**What needs to be done**
Collect every line from the lines below that contains the word "floor".

**Extracted entries**
>>

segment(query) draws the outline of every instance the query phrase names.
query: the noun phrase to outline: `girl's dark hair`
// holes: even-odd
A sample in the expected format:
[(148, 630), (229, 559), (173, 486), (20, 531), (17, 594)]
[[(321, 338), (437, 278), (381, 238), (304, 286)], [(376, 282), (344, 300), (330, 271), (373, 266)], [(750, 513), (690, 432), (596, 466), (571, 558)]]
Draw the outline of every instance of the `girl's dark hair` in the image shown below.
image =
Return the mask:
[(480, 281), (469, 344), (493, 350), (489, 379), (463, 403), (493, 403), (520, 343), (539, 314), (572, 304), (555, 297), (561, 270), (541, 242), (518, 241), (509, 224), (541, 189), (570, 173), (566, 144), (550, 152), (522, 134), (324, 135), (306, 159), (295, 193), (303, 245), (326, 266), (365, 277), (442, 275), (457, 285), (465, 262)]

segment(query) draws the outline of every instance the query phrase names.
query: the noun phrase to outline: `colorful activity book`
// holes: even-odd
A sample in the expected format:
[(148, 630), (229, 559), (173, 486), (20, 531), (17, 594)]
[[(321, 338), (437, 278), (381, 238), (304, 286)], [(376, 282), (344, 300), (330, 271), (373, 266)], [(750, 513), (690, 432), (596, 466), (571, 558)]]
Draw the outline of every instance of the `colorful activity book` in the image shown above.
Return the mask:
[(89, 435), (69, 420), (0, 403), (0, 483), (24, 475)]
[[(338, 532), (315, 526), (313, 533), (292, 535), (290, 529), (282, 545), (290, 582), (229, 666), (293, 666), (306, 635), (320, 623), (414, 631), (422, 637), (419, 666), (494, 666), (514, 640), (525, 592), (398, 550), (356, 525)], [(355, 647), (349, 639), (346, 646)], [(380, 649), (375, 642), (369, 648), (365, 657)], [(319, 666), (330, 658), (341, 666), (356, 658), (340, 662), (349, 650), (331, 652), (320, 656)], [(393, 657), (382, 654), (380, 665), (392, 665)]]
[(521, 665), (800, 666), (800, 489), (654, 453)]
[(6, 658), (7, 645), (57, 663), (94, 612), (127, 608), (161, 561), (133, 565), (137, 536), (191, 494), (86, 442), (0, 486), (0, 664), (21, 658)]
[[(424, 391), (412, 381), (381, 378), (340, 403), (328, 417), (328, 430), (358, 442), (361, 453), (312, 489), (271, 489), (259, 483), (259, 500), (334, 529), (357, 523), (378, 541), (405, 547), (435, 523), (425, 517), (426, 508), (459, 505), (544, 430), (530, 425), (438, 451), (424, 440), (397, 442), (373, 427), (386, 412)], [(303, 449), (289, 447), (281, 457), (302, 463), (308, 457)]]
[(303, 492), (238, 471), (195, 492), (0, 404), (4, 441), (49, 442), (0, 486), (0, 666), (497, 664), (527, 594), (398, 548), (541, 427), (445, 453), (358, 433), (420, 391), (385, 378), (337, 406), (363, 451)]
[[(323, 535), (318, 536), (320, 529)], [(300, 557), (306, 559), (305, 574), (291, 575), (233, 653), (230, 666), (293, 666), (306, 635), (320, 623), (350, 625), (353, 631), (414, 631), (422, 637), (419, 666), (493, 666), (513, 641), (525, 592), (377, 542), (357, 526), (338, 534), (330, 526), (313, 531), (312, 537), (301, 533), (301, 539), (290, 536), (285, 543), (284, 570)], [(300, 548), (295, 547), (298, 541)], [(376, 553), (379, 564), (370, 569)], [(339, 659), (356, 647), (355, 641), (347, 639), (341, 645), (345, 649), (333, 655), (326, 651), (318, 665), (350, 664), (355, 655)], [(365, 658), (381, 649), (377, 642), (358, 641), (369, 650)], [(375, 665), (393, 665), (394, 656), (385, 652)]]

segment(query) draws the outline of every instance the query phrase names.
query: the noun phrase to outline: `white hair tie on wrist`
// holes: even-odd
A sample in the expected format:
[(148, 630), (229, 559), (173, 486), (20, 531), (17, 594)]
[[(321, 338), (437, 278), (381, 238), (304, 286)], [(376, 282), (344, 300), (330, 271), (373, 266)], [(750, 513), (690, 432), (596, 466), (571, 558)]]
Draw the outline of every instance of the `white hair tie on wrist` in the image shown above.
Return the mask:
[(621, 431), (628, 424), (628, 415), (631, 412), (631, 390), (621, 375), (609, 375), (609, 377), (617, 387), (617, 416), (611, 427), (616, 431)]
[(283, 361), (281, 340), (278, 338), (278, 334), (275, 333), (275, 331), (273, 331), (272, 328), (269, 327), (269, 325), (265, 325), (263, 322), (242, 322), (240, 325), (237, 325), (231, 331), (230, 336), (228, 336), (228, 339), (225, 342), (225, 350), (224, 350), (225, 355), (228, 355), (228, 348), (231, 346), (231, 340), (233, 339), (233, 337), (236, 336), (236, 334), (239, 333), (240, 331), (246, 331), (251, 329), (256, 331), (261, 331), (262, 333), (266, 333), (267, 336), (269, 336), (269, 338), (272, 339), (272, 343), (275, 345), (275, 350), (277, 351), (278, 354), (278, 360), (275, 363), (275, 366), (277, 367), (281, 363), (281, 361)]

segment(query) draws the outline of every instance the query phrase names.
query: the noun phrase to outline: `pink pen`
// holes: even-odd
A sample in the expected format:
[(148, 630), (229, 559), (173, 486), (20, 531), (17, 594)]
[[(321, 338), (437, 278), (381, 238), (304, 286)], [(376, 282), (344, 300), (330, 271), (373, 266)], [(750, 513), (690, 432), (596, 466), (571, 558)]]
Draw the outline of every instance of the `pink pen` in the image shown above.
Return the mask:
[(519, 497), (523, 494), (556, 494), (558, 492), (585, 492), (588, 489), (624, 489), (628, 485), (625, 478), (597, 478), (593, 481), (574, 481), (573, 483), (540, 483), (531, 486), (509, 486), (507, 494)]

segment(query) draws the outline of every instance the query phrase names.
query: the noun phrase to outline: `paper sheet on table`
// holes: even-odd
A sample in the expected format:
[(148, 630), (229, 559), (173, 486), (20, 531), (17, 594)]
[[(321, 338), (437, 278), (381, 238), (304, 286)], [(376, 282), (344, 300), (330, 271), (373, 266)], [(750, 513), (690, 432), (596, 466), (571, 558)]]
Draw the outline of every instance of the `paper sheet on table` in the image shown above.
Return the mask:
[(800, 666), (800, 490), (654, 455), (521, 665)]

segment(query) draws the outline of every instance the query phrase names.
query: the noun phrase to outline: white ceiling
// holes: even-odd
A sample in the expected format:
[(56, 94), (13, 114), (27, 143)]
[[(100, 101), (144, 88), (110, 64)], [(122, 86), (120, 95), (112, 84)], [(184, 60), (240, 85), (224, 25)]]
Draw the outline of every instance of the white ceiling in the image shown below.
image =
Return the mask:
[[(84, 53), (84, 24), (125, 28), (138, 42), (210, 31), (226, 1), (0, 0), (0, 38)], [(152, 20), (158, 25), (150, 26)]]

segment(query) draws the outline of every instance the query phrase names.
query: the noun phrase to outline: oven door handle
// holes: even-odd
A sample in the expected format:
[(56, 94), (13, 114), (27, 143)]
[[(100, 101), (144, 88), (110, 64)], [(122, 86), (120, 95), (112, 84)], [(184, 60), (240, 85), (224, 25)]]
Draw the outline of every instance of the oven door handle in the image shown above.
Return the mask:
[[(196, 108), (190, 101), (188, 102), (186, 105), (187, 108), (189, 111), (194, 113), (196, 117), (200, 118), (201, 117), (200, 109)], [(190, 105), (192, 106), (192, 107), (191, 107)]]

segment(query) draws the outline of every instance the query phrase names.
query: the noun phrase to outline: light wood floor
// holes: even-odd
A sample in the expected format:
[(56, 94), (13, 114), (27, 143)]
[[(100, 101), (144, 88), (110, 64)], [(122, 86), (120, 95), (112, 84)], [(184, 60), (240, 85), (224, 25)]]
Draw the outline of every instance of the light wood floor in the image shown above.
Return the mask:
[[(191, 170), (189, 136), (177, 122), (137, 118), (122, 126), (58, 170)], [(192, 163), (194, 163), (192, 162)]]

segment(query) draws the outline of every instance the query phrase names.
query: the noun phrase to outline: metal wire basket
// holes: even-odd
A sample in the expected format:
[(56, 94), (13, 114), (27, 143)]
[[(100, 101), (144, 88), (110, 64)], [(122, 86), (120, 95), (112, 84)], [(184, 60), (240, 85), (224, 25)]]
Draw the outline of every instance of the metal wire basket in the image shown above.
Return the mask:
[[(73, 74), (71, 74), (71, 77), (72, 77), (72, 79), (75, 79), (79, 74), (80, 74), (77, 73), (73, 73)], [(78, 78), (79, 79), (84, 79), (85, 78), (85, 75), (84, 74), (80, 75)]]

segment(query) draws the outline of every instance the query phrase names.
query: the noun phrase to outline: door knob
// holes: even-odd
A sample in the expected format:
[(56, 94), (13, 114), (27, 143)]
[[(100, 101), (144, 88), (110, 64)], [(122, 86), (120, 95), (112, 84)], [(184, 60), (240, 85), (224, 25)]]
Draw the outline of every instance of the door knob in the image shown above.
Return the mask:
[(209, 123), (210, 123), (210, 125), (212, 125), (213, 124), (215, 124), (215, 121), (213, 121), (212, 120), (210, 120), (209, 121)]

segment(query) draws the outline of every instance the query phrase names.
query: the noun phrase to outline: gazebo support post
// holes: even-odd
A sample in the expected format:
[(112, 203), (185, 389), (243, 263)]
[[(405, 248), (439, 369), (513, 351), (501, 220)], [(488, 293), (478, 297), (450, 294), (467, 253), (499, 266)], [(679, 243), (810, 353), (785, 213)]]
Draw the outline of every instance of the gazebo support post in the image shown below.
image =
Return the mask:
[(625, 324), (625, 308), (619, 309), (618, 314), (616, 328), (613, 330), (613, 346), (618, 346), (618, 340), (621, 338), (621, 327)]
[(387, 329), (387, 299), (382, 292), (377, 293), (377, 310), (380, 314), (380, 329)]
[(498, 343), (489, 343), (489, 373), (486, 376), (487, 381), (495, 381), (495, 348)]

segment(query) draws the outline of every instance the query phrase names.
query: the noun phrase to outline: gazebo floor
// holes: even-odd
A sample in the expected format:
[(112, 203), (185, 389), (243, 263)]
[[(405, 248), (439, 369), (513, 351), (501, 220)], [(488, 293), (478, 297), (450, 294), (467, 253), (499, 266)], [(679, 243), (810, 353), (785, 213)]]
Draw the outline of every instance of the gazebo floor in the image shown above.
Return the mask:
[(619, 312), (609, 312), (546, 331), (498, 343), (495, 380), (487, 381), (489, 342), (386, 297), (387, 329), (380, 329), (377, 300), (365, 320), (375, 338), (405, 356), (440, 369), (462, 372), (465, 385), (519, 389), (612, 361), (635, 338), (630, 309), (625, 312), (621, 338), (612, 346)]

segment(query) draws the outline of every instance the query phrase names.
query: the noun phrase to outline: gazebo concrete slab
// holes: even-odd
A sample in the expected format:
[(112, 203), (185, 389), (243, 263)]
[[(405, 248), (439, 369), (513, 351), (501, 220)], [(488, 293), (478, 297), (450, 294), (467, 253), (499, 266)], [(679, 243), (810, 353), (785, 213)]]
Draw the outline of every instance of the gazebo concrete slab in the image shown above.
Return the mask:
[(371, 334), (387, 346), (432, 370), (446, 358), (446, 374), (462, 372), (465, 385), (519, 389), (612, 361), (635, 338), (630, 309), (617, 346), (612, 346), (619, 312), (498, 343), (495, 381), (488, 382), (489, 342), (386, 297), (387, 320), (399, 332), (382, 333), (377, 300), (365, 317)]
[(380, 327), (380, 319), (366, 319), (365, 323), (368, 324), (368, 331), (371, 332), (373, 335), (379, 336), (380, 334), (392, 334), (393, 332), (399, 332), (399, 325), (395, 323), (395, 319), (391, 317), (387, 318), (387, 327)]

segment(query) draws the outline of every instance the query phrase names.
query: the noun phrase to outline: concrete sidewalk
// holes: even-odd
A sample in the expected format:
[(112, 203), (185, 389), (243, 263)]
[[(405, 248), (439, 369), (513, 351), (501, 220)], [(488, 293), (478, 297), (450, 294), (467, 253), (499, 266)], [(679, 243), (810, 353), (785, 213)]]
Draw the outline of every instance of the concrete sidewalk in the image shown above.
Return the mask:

<<

**Result for this task**
query: the noun phrase to outline: light wood floor
Draw the outline of every instance of the light wood floor in the image shown above.
query: the noun phrase to outline: gazebo floor
Draw the outline of every instance of the gazebo floor in the image shown above.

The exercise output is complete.